## Selected extract

When I speak to my patients about starting this way of eating, the avoidance of hypoglycemia is non-negotiable. Patients at risk are usually those on pills that increase insulin release, like sulfonylureas and glinides, or even insulin itself. Even patients not on these types of medication can have reactions. Therefore, when I treat a patient initially, if in doubt, I choose to lower the dosages on medications or discontinue them entirely, depending on the circumstances. This is my way of helping them avoid hypoglycemia as they make the transition to low(er) carbohydrate eating.
I HAVE TO STRESS…THIS MUST BE DONE IN CONJUNCTION WITH YOUR HEALTHCARE PROVIDER.
The Nuts and Bolts
1. Reorientation – In my practice, this period is geared towards normalizing blood sugar. I will often ask patients to check their blood sugar anywhere from 3-6 times a day. This will include fasting and 1-2 hour post-meal checks. This period of time can be the standard 10 days, as stated in the book, especially for those diabetics that control their blood sugar fairly well. It can also last several weeks, depending on the severity of the metabolic state, current medications, and the ability of the patient to exercise (resistance train). Again, the goal is to normalize blood sugar and eliminate glucose toxicity, if it is present.
2. First Carb Nite – The first Carb Nite is usually a toned down version. I typically recommend a meal that they normally enjoy and a dessert. Often, it’s a favorite home-cooked meal or trip to a restaurant. I always like to see what the glucose response is based on the multiple variables that could be changing for the patient. If their numbers remain relatively stable, I will let patients be a little more cavalier on their next Carb Nite.

## Study questions
(a) In the passage on starting diabetic patients on Carb Nite, how many times a day are patients often asked to check their blood sugar during reorientation?
(b) Continue the passage on starting diabetic patients on Carb Nite from its last sentence.

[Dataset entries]

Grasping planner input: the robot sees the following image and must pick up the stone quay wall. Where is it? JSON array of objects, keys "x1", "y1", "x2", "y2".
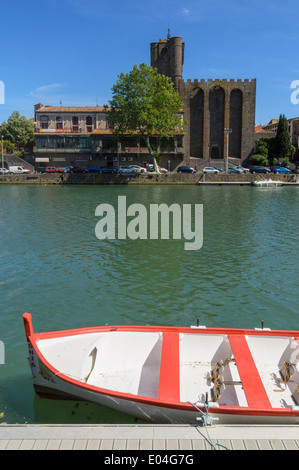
[{"x1": 0, "y1": 173, "x2": 299, "y2": 185}]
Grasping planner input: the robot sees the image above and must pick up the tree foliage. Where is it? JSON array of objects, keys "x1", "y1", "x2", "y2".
[
  {"x1": 0, "y1": 111, "x2": 34, "y2": 148},
  {"x1": 107, "y1": 64, "x2": 185, "y2": 169}
]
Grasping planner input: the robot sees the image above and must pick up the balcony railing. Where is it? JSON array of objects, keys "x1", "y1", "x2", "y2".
[{"x1": 35, "y1": 126, "x2": 93, "y2": 135}]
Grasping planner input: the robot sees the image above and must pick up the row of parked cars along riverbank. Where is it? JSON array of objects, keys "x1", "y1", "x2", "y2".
[{"x1": 0, "y1": 165, "x2": 299, "y2": 175}]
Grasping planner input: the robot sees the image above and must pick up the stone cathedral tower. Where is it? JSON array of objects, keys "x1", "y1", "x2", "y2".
[{"x1": 151, "y1": 33, "x2": 256, "y2": 166}]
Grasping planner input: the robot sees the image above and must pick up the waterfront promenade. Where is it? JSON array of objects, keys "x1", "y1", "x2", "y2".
[
  {"x1": 0, "y1": 172, "x2": 299, "y2": 186},
  {"x1": 0, "y1": 424, "x2": 299, "y2": 455}
]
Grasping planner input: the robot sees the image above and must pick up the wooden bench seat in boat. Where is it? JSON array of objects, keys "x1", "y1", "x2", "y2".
[
  {"x1": 158, "y1": 332, "x2": 180, "y2": 402},
  {"x1": 229, "y1": 334, "x2": 272, "y2": 409}
]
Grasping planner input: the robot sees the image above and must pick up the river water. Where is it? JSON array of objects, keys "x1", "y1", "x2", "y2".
[{"x1": 0, "y1": 185, "x2": 299, "y2": 424}]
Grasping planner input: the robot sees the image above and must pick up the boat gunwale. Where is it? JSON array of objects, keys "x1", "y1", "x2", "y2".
[{"x1": 23, "y1": 313, "x2": 299, "y2": 417}]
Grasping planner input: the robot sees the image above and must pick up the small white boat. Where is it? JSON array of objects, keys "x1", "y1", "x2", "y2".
[
  {"x1": 23, "y1": 313, "x2": 299, "y2": 425},
  {"x1": 251, "y1": 179, "x2": 283, "y2": 188}
]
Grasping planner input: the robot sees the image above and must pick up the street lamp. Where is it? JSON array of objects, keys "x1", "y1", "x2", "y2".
[{"x1": 224, "y1": 127, "x2": 232, "y2": 174}]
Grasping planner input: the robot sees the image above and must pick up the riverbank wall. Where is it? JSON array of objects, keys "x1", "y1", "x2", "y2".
[{"x1": 0, "y1": 173, "x2": 299, "y2": 185}]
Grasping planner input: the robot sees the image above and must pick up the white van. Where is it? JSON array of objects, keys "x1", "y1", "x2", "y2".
[{"x1": 9, "y1": 165, "x2": 30, "y2": 173}]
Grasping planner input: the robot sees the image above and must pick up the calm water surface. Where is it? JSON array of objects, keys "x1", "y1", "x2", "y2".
[{"x1": 0, "y1": 185, "x2": 299, "y2": 423}]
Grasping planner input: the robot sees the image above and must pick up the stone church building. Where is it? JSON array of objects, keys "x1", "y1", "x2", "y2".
[{"x1": 150, "y1": 34, "x2": 256, "y2": 166}]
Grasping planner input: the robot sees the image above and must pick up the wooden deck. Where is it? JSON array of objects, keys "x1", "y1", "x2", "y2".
[{"x1": 0, "y1": 425, "x2": 299, "y2": 455}]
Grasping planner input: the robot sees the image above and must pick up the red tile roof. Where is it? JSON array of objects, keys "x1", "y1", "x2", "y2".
[{"x1": 36, "y1": 106, "x2": 106, "y2": 113}]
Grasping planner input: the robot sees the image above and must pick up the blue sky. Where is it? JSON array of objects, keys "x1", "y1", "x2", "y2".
[{"x1": 0, "y1": 0, "x2": 299, "y2": 124}]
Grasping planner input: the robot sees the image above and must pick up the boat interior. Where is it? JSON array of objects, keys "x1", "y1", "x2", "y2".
[{"x1": 37, "y1": 330, "x2": 299, "y2": 409}]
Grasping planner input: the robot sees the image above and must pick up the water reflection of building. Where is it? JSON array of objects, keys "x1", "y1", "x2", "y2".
[{"x1": 34, "y1": 103, "x2": 183, "y2": 169}]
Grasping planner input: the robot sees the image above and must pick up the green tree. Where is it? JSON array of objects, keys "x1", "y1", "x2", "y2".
[
  {"x1": 275, "y1": 114, "x2": 292, "y2": 160},
  {"x1": 107, "y1": 64, "x2": 185, "y2": 172},
  {"x1": 251, "y1": 154, "x2": 269, "y2": 166},
  {"x1": 0, "y1": 111, "x2": 34, "y2": 149}
]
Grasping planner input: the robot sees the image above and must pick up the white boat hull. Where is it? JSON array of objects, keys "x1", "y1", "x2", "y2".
[{"x1": 25, "y1": 317, "x2": 299, "y2": 425}]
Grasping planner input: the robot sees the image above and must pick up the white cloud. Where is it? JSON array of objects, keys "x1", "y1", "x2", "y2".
[
  {"x1": 182, "y1": 8, "x2": 191, "y2": 16},
  {"x1": 30, "y1": 83, "x2": 67, "y2": 98}
]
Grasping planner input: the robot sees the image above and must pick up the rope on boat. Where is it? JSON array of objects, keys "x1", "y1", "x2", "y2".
[{"x1": 188, "y1": 399, "x2": 231, "y2": 450}]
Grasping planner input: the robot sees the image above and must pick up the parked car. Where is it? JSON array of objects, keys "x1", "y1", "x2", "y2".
[
  {"x1": 213, "y1": 166, "x2": 224, "y2": 173},
  {"x1": 202, "y1": 166, "x2": 220, "y2": 174},
  {"x1": 234, "y1": 165, "x2": 250, "y2": 173},
  {"x1": 177, "y1": 165, "x2": 196, "y2": 173},
  {"x1": 62, "y1": 166, "x2": 73, "y2": 173},
  {"x1": 35, "y1": 166, "x2": 46, "y2": 173},
  {"x1": 46, "y1": 166, "x2": 63, "y2": 173},
  {"x1": 118, "y1": 165, "x2": 137, "y2": 175},
  {"x1": 227, "y1": 166, "x2": 244, "y2": 174},
  {"x1": 9, "y1": 165, "x2": 31, "y2": 174},
  {"x1": 250, "y1": 165, "x2": 271, "y2": 173},
  {"x1": 98, "y1": 166, "x2": 117, "y2": 174},
  {"x1": 158, "y1": 166, "x2": 168, "y2": 173},
  {"x1": 130, "y1": 165, "x2": 146, "y2": 173},
  {"x1": 71, "y1": 166, "x2": 88, "y2": 173},
  {"x1": 272, "y1": 166, "x2": 291, "y2": 173}
]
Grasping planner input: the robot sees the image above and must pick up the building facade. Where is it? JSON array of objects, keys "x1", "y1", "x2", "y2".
[
  {"x1": 34, "y1": 34, "x2": 256, "y2": 170},
  {"x1": 151, "y1": 34, "x2": 256, "y2": 164},
  {"x1": 34, "y1": 103, "x2": 183, "y2": 169}
]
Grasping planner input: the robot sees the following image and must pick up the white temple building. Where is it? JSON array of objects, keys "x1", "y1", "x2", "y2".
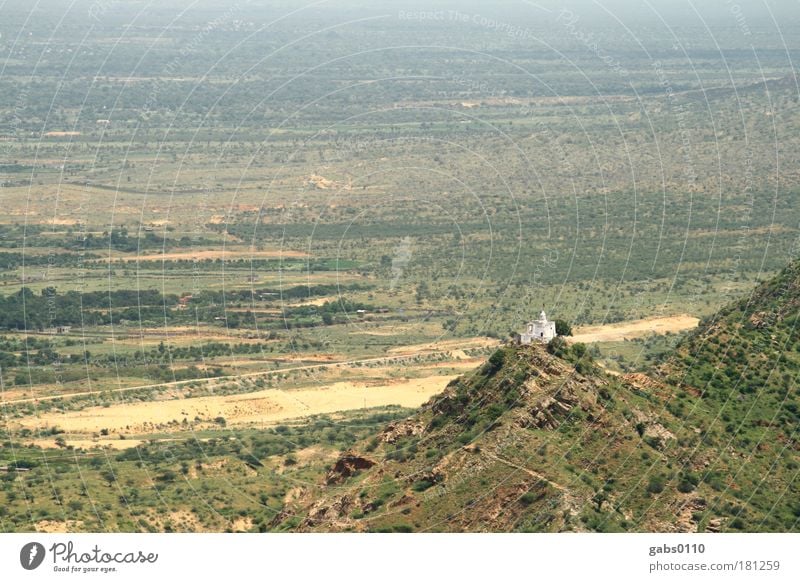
[{"x1": 519, "y1": 309, "x2": 556, "y2": 345}]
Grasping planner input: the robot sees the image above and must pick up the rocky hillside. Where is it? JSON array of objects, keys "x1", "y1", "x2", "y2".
[{"x1": 273, "y1": 264, "x2": 800, "y2": 532}]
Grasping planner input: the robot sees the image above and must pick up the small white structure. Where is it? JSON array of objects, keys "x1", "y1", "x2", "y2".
[{"x1": 519, "y1": 309, "x2": 556, "y2": 345}]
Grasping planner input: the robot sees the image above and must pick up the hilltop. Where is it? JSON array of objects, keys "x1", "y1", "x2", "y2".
[{"x1": 273, "y1": 263, "x2": 800, "y2": 532}]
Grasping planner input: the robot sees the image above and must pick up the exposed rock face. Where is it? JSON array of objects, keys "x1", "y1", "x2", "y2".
[
  {"x1": 325, "y1": 454, "x2": 375, "y2": 485},
  {"x1": 380, "y1": 419, "x2": 425, "y2": 444}
]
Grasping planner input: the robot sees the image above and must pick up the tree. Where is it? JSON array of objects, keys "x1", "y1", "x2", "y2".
[{"x1": 556, "y1": 319, "x2": 572, "y2": 335}]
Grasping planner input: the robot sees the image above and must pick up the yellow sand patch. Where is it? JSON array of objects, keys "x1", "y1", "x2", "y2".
[
  {"x1": 29, "y1": 435, "x2": 145, "y2": 451},
  {"x1": 567, "y1": 314, "x2": 700, "y2": 344},
  {"x1": 92, "y1": 247, "x2": 309, "y2": 262},
  {"x1": 33, "y1": 519, "x2": 83, "y2": 533},
  {"x1": 19, "y1": 376, "x2": 455, "y2": 442},
  {"x1": 388, "y1": 337, "x2": 500, "y2": 355}
]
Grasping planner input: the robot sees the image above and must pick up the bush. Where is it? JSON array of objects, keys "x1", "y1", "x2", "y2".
[
  {"x1": 556, "y1": 319, "x2": 572, "y2": 335},
  {"x1": 647, "y1": 475, "x2": 664, "y2": 494}
]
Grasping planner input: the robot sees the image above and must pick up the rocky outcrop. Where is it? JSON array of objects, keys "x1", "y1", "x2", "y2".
[{"x1": 325, "y1": 453, "x2": 375, "y2": 485}]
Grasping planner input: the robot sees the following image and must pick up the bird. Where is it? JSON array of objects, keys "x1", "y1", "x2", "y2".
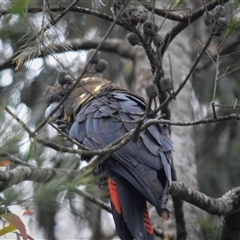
[{"x1": 45, "y1": 74, "x2": 173, "y2": 240}]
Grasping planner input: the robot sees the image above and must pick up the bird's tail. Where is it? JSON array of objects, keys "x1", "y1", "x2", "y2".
[{"x1": 108, "y1": 172, "x2": 154, "y2": 240}]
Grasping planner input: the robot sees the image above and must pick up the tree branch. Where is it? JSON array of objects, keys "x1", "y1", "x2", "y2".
[
  {"x1": 161, "y1": 0, "x2": 229, "y2": 55},
  {"x1": 0, "y1": 166, "x2": 240, "y2": 216},
  {"x1": 0, "y1": 38, "x2": 136, "y2": 71}
]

## Answers in order
(a) Anywhere from 3 to 6 times a day.

(b)
3. Interval Between Carb Nite – This is determined on a case-by-case basis. Factors like weight loss, a decrease in medication, and blood sugar readings all play a factor. In general, interval lengths are commonly 7-14 days.
4. Resistance Training – If training can be done in a controlled and/or supervised environment, I always encourage my diabetic patients to lift weights. Luckily, in my office, we have a gym attached, where patients who are new to resistance training can receive some useful supervision. This is an invaluable way to improve results, even if it is only one training session a week at first. The goal is to train the day of their Carb Nite or on the following day.
Although this may seem straightforward, there is also clearly nuance and individual variability that I consider when treating diabetics with a protocol like The Carb Nite® Solution. It is very rewarding for my patients when they shred body fat (often gaining muscle at the same time) and improve their own health based on their own choices. The most important factor for me is that this is an approach to eating that can be done on a long-term basis due to the lack of food restrictions. No food is off limits, just the timing of when you eat it. For many of my patients, that flexibility enables them to consistently stay on track with this eating plan over the long term.